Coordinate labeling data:

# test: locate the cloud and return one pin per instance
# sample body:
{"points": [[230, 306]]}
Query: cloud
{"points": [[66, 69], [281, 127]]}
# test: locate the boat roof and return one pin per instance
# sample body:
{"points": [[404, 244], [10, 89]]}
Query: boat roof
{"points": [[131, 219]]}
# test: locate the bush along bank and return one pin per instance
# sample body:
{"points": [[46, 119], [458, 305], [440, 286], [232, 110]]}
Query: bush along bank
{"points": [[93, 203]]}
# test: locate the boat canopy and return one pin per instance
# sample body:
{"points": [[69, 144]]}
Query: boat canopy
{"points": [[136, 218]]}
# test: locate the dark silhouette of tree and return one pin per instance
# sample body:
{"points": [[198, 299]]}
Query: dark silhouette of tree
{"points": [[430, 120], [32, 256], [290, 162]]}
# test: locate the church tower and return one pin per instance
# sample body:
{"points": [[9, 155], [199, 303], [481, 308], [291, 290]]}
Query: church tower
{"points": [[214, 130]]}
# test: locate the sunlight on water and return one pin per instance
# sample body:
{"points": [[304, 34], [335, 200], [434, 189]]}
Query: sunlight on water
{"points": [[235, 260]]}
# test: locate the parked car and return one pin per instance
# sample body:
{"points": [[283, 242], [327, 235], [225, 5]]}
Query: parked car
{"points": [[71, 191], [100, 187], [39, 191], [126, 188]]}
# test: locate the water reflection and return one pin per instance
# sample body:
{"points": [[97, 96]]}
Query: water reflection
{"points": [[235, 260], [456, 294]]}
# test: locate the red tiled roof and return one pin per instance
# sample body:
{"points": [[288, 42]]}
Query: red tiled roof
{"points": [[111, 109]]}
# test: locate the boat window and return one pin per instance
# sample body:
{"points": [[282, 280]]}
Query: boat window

### INSTRUCTION
Render every line of the data above as a Markdown table with the columns Row and Line, numbering the rows in order and skipping blank lines.

### WRITTEN RESPONSE
| Row | Line |
|---|---|
| 1 | # test: locate the cloud and return one pin per instance |
| 2 | # sample body: |
| 3 | {"points": [[230, 306]]} |
| 4 | Query: cloud |
| 5 | {"points": [[66, 69], [281, 127]]} |
| 6 | # test: locate the boat roof and return one pin per instance |
| 7 | # sample body: |
| 8 | {"points": [[404, 244], [10, 89]]} |
| 9 | Query: boat roof |
| 10 | {"points": [[131, 219]]} |
| 11 | # test: locate the bush along bank and return one pin per instance |
| 12 | # sample body: |
| 13 | {"points": [[46, 119], [458, 305], [440, 286], [232, 110]]} |
| 14 | Query: bush along bank |
| 15 | {"points": [[93, 203]]} |
| 16 | # test: locate the boat canopy and return one pin per instance |
| 17 | # sample body: |
| 18 | {"points": [[69, 144]]} |
| 19 | Query: boat canopy |
| 20 | {"points": [[136, 218]]} |
| 21 | # test: locate the dark silhouette of tree and return one pin per instance |
| 22 | # sample body: |
| 23 | {"points": [[198, 299]]} |
| 24 | Query: dark silhouette of tree |
| 25 | {"points": [[430, 120], [32, 256], [290, 162]]} |
| 26 | # test: locate the church tower and return one pin per instance |
| 27 | # sample body: |
| 28 | {"points": [[9, 155], [199, 303], [481, 308], [291, 290]]} |
| 29 | Query: church tower |
| 30 | {"points": [[214, 130]]} |
| 31 | # test: locate the sunlight on water and return one pin per instance |
| 32 | # sample body: |
| 33 | {"points": [[304, 34], [335, 200], [434, 189]]} |
| 34 | Query: sunlight on water |
| 35 | {"points": [[235, 260]]} |
| 36 | # test: locate the parked car and return one pin per instance |
| 37 | # sample body: |
| 38 | {"points": [[283, 242], [327, 235], [225, 5]]} |
| 39 | Query: parked car |
| 40 | {"points": [[71, 191], [100, 187], [39, 191], [126, 188]]} |
| 41 | # test: locate the water reflection and return one pin per instance |
| 42 | # sample body: |
| 43 | {"points": [[97, 96]]} |
| 44 | Query: water reflection |
| 45 | {"points": [[235, 260], [456, 294]]} |
| 46 | # test: locate the red tiled roof and return one pin per instance |
| 47 | # sample body: |
| 48 | {"points": [[288, 42]]} |
| 49 | Query: red tiled roof |
| 50 | {"points": [[111, 109]]} |
| 51 | # test: locate the boat window and return one pin per instance |
| 52 | # sample body: |
| 53 | {"points": [[282, 280]]} |
| 54 | Query: boat window |